> **Exercise objective**
Output the items word for word, from their start up to and including the line that contains "M212 353L209 382L209". Leave the pictures out of your answer.

> **Provided information**
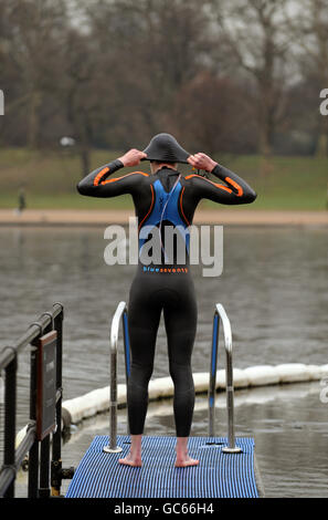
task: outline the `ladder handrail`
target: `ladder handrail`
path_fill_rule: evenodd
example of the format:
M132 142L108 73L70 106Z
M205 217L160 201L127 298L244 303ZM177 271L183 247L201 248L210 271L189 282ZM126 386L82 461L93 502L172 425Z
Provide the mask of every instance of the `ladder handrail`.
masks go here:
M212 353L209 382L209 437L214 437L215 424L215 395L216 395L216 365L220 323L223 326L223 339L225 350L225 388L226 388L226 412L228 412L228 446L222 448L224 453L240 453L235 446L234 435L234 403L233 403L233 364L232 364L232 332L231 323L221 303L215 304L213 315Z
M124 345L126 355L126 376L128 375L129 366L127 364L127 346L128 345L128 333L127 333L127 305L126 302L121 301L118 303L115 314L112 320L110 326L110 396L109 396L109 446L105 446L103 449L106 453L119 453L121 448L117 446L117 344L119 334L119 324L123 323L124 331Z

> **The answer**
task: outline the `ladder handrail`
target: `ladder handrail`
path_fill_rule: evenodd
example of the format:
M132 142L108 73L70 106Z
M205 217L160 201L127 298L244 303ZM177 271L183 247L201 248L210 271L189 282ZM126 386L82 461L93 502L172 425Z
Provide the mask of every instance of the `ladder handrail`.
masks go here:
M212 353L209 382L209 437L214 437L215 424L215 395L216 395L216 365L220 323L223 326L223 339L225 350L225 388L226 388L226 412L228 412L228 446L222 448L224 453L240 453L235 446L234 435L234 403L233 403L233 364L232 364L232 332L231 323L221 303L215 304L213 315Z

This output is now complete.